** Begin **

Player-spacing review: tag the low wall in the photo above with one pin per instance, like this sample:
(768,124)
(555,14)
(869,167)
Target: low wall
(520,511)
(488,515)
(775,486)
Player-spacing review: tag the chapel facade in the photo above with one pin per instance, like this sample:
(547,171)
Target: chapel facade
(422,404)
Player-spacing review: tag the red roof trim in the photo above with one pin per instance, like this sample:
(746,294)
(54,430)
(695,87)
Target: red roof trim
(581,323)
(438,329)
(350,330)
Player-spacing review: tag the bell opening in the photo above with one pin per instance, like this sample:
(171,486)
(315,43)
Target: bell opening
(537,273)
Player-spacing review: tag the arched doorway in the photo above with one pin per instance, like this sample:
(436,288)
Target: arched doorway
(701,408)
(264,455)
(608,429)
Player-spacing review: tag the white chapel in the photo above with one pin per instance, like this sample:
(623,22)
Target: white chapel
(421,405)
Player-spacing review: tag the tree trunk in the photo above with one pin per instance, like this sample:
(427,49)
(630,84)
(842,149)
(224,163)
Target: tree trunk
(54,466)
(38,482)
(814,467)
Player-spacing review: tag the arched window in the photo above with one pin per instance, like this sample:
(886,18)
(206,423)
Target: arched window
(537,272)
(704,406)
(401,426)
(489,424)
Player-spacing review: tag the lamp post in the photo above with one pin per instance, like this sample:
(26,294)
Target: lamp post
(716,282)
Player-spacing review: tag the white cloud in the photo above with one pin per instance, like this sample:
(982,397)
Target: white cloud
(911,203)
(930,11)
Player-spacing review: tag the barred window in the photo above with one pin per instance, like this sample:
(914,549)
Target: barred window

** End **

Lay out as a numbered list the lines of the records, starting with the line that contains "Player-spacing review: tag the white cloud" and going on through the end of the records, leaving out any blank lines.

**SOLUTION FOR THIS TASK**
1. Player-spacing review: tag the white cloud in the photo above with one pin per instance, like this sample:
2. (982,397)
3. Target: white cloud
4. (911,203)
5. (930,11)
6. Player-spacing review: tag the barred window in the photo above with one pin per instance, like this sample:
7. (914,549)
8. Target: barred window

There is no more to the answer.